Exercise task: Turn every line of the items below into a Markdown table with two columns, Row for the row number and Line for the line itself, and skip blank lines. Leave the pictures out of the table.

Data:

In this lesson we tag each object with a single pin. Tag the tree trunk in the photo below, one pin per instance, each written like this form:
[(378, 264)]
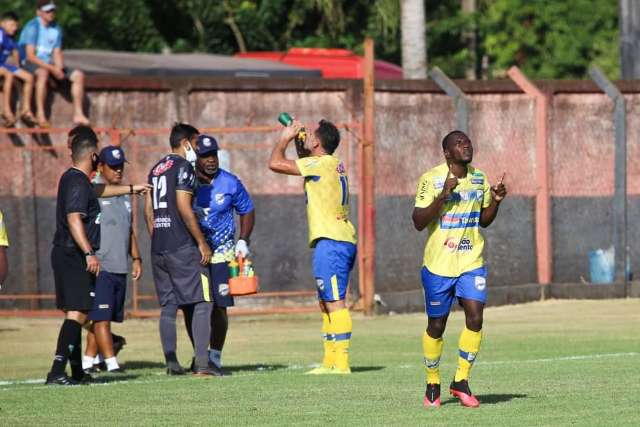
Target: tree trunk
[(629, 39), (414, 39)]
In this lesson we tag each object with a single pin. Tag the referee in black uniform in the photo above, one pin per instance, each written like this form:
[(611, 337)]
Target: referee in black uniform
[(73, 257)]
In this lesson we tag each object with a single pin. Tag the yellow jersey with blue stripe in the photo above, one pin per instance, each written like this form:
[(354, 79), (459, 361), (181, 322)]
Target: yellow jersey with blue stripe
[(326, 189), (4, 240), (454, 245)]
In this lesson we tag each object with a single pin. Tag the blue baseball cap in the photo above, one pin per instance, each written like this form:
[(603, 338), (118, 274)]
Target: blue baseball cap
[(112, 156), (206, 144)]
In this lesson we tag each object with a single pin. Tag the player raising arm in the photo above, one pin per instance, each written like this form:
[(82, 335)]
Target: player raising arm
[(453, 200), (331, 234)]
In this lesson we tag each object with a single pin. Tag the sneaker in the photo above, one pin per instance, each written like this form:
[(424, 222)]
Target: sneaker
[(432, 396), (59, 379), (174, 368), (461, 390), (208, 371), (320, 370), (118, 343), (337, 371)]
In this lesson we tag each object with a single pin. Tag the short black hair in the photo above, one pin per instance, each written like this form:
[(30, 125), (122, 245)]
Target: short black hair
[(328, 135), (82, 143), (181, 131), (10, 15), (451, 136)]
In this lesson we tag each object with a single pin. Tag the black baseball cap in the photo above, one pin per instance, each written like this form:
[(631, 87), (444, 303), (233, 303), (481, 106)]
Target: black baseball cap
[(112, 156), (206, 144)]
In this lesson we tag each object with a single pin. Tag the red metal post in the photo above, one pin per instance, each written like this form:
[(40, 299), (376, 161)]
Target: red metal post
[(543, 196), (368, 238)]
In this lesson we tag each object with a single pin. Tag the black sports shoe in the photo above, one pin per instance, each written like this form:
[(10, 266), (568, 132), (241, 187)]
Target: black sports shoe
[(174, 368), (432, 396), (118, 343), (461, 390), (59, 379)]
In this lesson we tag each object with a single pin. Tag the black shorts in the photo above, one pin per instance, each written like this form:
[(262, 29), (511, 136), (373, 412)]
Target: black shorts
[(219, 273), (111, 289), (75, 286), (179, 277)]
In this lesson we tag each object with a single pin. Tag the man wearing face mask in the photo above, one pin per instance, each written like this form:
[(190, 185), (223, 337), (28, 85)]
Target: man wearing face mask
[(180, 254), (73, 258)]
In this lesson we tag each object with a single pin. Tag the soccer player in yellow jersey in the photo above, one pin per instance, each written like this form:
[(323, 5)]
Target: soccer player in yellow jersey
[(454, 199), (331, 234)]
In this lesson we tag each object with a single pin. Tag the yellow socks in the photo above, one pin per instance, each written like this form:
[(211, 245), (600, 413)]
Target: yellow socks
[(432, 348), (469, 345), (341, 326), (329, 344)]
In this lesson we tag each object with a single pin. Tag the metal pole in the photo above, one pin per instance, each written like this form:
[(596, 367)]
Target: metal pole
[(459, 99), (367, 192), (543, 196), (620, 191)]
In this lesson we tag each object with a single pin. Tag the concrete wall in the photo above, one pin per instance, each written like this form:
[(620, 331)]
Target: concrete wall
[(411, 118)]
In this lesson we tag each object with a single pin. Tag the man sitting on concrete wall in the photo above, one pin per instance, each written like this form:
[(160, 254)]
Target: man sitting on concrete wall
[(40, 47)]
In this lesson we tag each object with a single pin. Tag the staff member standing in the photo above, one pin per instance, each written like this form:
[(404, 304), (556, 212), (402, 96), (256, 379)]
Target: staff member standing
[(4, 244), (117, 243), (219, 194), (74, 260), (179, 252)]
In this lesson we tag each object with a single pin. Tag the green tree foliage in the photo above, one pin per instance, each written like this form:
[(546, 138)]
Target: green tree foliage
[(547, 39)]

Result below:
| Row | Line |
|---|---|
| 1 | In this lesson we tag each object with a single pin. Tag the tree trunk in the photo below, one pin per instance, each written like this form: |
| 2 | [(378, 264)] |
| 3 | Target: tree trunk |
| 4 | [(629, 39), (414, 39)] |
| 5 | In this lesson we tag each object with a single pin. Tag the referee in black uniform in the photo above, one pin per instance, each written like this form: |
| 6 | [(611, 337)] |
| 7 | Target: referee in black uniform |
| 8 | [(73, 257)] |
| 9 | In this lesson we tag each object with a single pin. Tag the yellow jersey with blue stripe in the photo above, one pin per instance, each written like this form: |
| 10 | [(354, 79), (459, 361), (181, 322)] |
| 11 | Target: yellow jersey with blue stripe |
| 12 | [(326, 189), (4, 240), (454, 245)] |
| 13 | In this lesson we tag each object with a single pin. Tag the blue baseball cap in the photo above, one pin per instance, each written like this form: |
| 14 | [(603, 338), (118, 274)] |
| 15 | Target: blue baseball cap |
| 16 | [(112, 156), (206, 144)] |
| 17 | In this lesson we tag each object with a single pin. Tag the player raising arm in the photo above, one pin per instance, each written like this form: |
| 18 | [(82, 335)] |
| 19 | Target: player raising arm |
| 20 | [(453, 200), (331, 234)] |
| 21 | In this lesson we tag each object with a single pin. Tag the sneaker in the photo above, one pin per instance, each written like this form: |
| 22 | [(424, 222)] |
| 23 | Target: sneaker |
| 24 | [(432, 396), (59, 379), (174, 368), (461, 390), (208, 371), (320, 370), (118, 343), (337, 371)] |
| 25 | In this lesson we tag each object with a single pin. Tag the short black hair in the photo above, one pin per instance, each written like this form: |
| 26 | [(30, 125), (122, 245)] |
| 27 | Target: short black hair |
| 28 | [(328, 135), (82, 143), (181, 131), (10, 15), (451, 136)] |
| 29 | In this lesson we tag each object with a single pin. Tag the black baseball cap in the photo above, one pin per instance, each written like this form: |
| 30 | [(631, 87), (444, 303), (233, 303), (481, 106)] |
| 31 | Target: black baseball cap |
| 32 | [(112, 156), (206, 144)] |
| 33 | In this lesson we tag each object with a single pin. Tag the red metal post in the photo above, one pin per instance, each written like this form: |
| 34 | [(40, 299), (376, 161)] |
| 35 | Target: red metal post |
| 36 | [(543, 196), (368, 238)] |
| 37 | In this lesson we tag each object with a single pin. Tag the black sports shoe in the photo above, one pin per instance, each written like this form: |
| 38 | [(10, 266), (568, 132), (241, 187)] |
| 39 | Target: black sports shoe |
| 40 | [(174, 368), (432, 396), (118, 343), (461, 390), (59, 379)] |
| 41 | In this lesson we tag each object with a single pin. Tag the black shorts in the photo above, one pin per instance, each written like this form: |
| 42 | [(262, 29), (511, 136), (373, 412)] |
| 43 | Target: black shorts |
| 44 | [(219, 273), (111, 289), (75, 286), (179, 277)] |
| 45 | In this lesson we tag each object with a single pin. Tag the man wearing face mask in the photo above, one pin per instance, each written like this form: |
| 46 | [(190, 185), (223, 337), (28, 85)] |
| 47 | Target: man wearing face mask |
| 48 | [(180, 254), (73, 258)] |
| 49 | In this lesson we tag each object with a single pin. Tag the soccer player in yellow jersey in the photo above, one pin per instance, each written like this form: |
| 50 | [(323, 5)] |
| 51 | Target: soccer player in yellow jersey |
| 52 | [(454, 199), (331, 234)] |
| 53 | In this lesson we tag each object with a single pin. Tag the yellow socks in the photo above, one pin per instance, each written like this form: |
| 54 | [(211, 245), (600, 413)] |
| 55 | Target: yellow socks |
| 56 | [(432, 348), (469, 345), (341, 326), (329, 344)] |
| 57 | In this lesson we tag each object with a single pin. Tag the metal pole in the photo above, one pin per instance, each written like this form: |
| 58 | [(596, 367)] |
| 59 | Target: metal pole |
| 60 | [(459, 99), (367, 192), (543, 196), (620, 191)] |
| 61 | In this lesson we tag each object with a single pin. Tag the concrete wall in the photo above, one pin per instance, each written like this form: |
| 62 | [(620, 331)] |
| 63 | Target: concrete wall |
| 64 | [(411, 118)] |
| 65 | In this lesson we tag each object with a single pin. Tag the man sitting on concrete wall in the photo above, one pin per instance, each written like this form: |
| 66 | [(160, 254)] |
| 67 | Target: man sitting on concrete wall |
| 68 | [(40, 47)] |
| 69 | In this lesson we tag each object with a single pin. Tag the staff member standing in the photo above, one pin per instance, each written like this form: |
| 70 | [(404, 304), (556, 212), (402, 96), (256, 379)] |
| 71 | Target: staff member standing |
| 72 | [(4, 244), (117, 243), (219, 194), (74, 260), (179, 252)] |
| 73 | In this lesson we tag each object with a single pin. Tag the green tree foliage in the photo above, one pin per instance, each written like this form: |
| 74 | [(546, 138)] |
| 75 | Target: green tree foliage |
| 76 | [(547, 39)] |